**EXERCISE**
Reproduce each line of the data exactly as it is.
*** EXCERPTED RECORDS ***
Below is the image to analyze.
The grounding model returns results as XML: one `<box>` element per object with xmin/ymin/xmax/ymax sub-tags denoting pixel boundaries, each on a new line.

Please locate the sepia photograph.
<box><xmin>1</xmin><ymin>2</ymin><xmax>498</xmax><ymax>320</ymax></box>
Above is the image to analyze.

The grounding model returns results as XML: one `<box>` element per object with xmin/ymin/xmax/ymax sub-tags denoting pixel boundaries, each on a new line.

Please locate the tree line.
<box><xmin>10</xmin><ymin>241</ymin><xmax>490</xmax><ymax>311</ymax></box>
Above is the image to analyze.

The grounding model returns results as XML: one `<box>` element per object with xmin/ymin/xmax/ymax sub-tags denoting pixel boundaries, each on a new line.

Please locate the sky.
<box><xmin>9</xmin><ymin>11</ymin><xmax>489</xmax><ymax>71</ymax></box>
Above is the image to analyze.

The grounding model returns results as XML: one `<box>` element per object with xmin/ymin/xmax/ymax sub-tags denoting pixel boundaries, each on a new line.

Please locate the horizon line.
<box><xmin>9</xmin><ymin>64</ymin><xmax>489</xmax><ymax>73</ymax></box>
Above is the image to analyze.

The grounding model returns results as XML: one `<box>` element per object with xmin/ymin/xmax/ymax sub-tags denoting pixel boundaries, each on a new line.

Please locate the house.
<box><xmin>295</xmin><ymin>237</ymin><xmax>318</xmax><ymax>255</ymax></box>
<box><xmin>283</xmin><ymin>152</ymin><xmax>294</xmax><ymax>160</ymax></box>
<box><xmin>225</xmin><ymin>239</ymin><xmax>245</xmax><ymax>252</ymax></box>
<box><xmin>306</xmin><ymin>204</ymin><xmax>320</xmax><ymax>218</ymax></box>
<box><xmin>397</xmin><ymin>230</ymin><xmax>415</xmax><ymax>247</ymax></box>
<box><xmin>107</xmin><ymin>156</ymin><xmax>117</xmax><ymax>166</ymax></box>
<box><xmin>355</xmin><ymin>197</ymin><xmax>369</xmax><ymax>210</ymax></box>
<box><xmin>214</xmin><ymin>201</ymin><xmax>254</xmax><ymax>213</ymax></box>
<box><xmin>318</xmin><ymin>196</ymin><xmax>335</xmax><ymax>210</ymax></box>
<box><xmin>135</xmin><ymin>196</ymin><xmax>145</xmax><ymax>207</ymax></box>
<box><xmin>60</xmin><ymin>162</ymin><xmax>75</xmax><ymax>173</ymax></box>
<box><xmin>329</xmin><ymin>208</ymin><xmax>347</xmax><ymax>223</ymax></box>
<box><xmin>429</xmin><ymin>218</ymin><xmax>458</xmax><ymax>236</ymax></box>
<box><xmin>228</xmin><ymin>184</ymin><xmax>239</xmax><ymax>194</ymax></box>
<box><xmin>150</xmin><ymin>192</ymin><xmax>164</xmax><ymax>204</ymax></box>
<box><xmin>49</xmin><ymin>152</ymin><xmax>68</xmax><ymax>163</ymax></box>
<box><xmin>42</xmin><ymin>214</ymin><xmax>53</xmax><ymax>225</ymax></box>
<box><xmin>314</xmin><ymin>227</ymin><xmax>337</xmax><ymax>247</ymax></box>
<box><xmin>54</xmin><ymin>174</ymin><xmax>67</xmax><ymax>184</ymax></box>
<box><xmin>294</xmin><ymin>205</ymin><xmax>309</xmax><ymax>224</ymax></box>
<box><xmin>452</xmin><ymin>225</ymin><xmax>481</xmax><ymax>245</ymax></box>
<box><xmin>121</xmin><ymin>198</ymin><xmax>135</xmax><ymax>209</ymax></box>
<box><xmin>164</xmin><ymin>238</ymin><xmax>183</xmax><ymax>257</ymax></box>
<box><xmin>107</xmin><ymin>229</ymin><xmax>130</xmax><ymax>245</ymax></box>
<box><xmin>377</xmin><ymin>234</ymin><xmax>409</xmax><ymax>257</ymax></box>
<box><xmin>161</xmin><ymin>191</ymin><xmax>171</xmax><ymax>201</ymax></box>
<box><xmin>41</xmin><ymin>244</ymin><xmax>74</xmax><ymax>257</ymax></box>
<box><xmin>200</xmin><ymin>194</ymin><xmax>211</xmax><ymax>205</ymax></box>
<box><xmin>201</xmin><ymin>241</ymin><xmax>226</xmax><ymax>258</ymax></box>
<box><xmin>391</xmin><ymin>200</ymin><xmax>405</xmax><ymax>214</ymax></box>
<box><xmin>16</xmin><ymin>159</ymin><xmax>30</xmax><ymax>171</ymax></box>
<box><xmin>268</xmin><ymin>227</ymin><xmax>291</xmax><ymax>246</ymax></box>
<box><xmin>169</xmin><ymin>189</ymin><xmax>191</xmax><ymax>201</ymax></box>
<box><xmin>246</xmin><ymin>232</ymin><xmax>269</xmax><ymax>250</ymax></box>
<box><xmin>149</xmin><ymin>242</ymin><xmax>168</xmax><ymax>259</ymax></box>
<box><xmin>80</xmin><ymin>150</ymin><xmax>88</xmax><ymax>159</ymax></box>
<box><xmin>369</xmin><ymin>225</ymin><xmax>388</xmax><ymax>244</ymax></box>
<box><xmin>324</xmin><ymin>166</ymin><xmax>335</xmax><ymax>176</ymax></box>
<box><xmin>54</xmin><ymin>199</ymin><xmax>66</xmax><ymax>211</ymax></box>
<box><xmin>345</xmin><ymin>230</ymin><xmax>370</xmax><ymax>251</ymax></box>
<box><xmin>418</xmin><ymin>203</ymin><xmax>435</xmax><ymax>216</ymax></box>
*** End of EXCERPTED RECORDS ***
**FINAL ANSWER**
Below is the image to analyze.
The grounding model returns results as XML: one `<box>` element per object with xmin/ymin/xmax/ymax sub-tags denoting pixel boundaries, each on a new line.

Please locate the sepia photograph.
<box><xmin>1</xmin><ymin>2</ymin><xmax>498</xmax><ymax>320</ymax></box>
Above is the image to analyze.

The grounding model returns results as XML: one `<box>` element per object with xmin/ymin/xmax/ymax sub-tags denoting pixel boundaries, each on a new line.

Please locate the tree line.
<box><xmin>10</xmin><ymin>241</ymin><xmax>490</xmax><ymax>311</ymax></box>
Above is the image to analyze.

The grounding model returns results as XML: one `<box>` element per object with xmin/ymin/xmax/ymax sub-tags denoting pixel boundaries, each on a new line.

Please locate the sky.
<box><xmin>9</xmin><ymin>11</ymin><xmax>489</xmax><ymax>71</ymax></box>
Above is the image to analyze.

The grounding model returns results as XML: one `<box>` element per object with xmin/ymin/xmax/ymax sub-tags denoting pixel boundaries, each on a new line.

Please locate the horizon line.
<box><xmin>9</xmin><ymin>64</ymin><xmax>489</xmax><ymax>73</ymax></box>
Above is the image to analyze.

The grounding model returns results as XML: one `<box>` element per object with xmin/ymin/xmax/ymax sub-tags denoting pixel boundaries, each on a new line.

Please locate the house.
<box><xmin>295</xmin><ymin>237</ymin><xmax>318</xmax><ymax>255</ymax></box>
<box><xmin>283</xmin><ymin>152</ymin><xmax>294</xmax><ymax>160</ymax></box>
<box><xmin>225</xmin><ymin>239</ymin><xmax>245</xmax><ymax>252</ymax></box>
<box><xmin>306</xmin><ymin>204</ymin><xmax>320</xmax><ymax>218</ymax></box>
<box><xmin>397</xmin><ymin>230</ymin><xmax>415</xmax><ymax>247</ymax></box>
<box><xmin>107</xmin><ymin>156</ymin><xmax>117</xmax><ymax>166</ymax></box>
<box><xmin>355</xmin><ymin>197</ymin><xmax>369</xmax><ymax>210</ymax></box>
<box><xmin>214</xmin><ymin>201</ymin><xmax>254</xmax><ymax>213</ymax></box>
<box><xmin>318</xmin><ymin>196</ymin><xmax>335</xmax><ymax>210</ymax></box>
<box><xmin>135</xmin><ymin>196</ymin><xmax>145</xmax><ymax>207</ymax></box>
<box><xmin>60</xmin><ymin>162</ymin><xmax>75</xmax><ymax>173</ymax></box>
<box><xmin>329</xmin><ymin>208</ymin><xmax>347</xmax><ymax>223</ymax></box>
<box><xmin>429</xmin><ymin>218</ymin><xmax>458</xmax><ymax>236</ymax></box>
<box><xmin>228</xmin><ymin>184</ymin><xmax>239</xmax><ymax>194</ymax></box>
<box><xmin>150</xmin><ymin>192</ymin><xmax>164</xmax><ymax>204</ymax></box>
<box><xmin>49</xmin><ymin>152</ymin><xmax>68</xmax><ymax>163</ymax></box>
<box><xmin>42</xmin><ymin>214</ymin><xmax>53</xmax><ymax>225</ymax></box>
<box><xmin>314</xmin><ymin>227</ymin><xmax>337</xmax><ymax>247</ymax></box>
<box><xmin>54</xmin><ymin>174</ymin><xmax>67</xmax><ymax>184</ymax></box>
<box><xmin>294</xmin><ymin>205</ymin><xmax>309</xmax><ymax>224</ymax></box>
<box><xmin>452</xmin><ymin>225</ymin><xmax>481</xmax><ymax>245</ymax></box>
<box><xmin>121</xmin><ymin>198</ymin><xmax>135</xmax><ymax>209</ymax></box>
<box><xmin>164</xmin><ymin>238</ymin><xmax>183</xmax><ymax>257</ymax></box>
<box><xmin>107</xmin><ymin>229</ymin><xmax>130</xmax><ymax>245</ymax></box>
<box><xmin>377</xmin><ymin>234</ymin><xmax>409</xmax><ymax>257</ymax></box>
<box><xmin>161</xmin><ymin>191</ymin><xmax>171</xmax><ymax>201</ymax></box>
<box><xmin>41</xmin><ymin>244</ymin><xmax>74</xmax><ymax>257</ymax></box>
<box><xmin>200</xmin><ymin>194</ymin><xmax>211</xmax><ymax>205</ymax></box>
<box><xmin>201</xmin><ymin>241</ymin><xmax>226</xmax><ymax>258</ymax></box>
<box><xmin>391</xmin><ymin>200</ymin><xmax>405</xmax><ymax>214</ymax></box>
<box><xmin>16</xmin><ymin>159</ymin><xmax>30</xmax><ymax>171</ymax></box>
<box><xmin>268</xmin><ymin>227</ymin><xmax>291</xmax><ymax>246</ymax></box>
<box><xmin>169</xmin><ymin>189</ymin><xmax>191</xmax><ymax>201</ymax></box>
<box><xmin>246</xmin><ymin>232</ymin><xmax>269</xmax><ymax>250</ymax></box>
<box><xmin>149</xmin><ymin>242</ymin><xmax>168</xmax><ymax>259</ymax></box>
<box><xmin>80</xmin><ymin>150</ymin><xmax>88</xmax><ymax>159</ymax></box>
<box><xmin>369</xmin><ymin>225</ymin><xmax>388</xmax><ymax>244</ymax></box>
<box><xmin>324</xmin><ymin>166</ymin><xmax>335</xmax><ymax>176</ymax></box>
<box><xmin>54</xmin><ymin>199</ymin><xmax>66</xmax><ymax>211</ymax></box>
<box><xmin>345</xmin><ymin>230</ymin><xmax>370</xmax><ymax>251</ymax></box>
<box><xmin>418</xmin><ymin>203</ymin><xmax>435</xmax><ymax>216</ymax></box>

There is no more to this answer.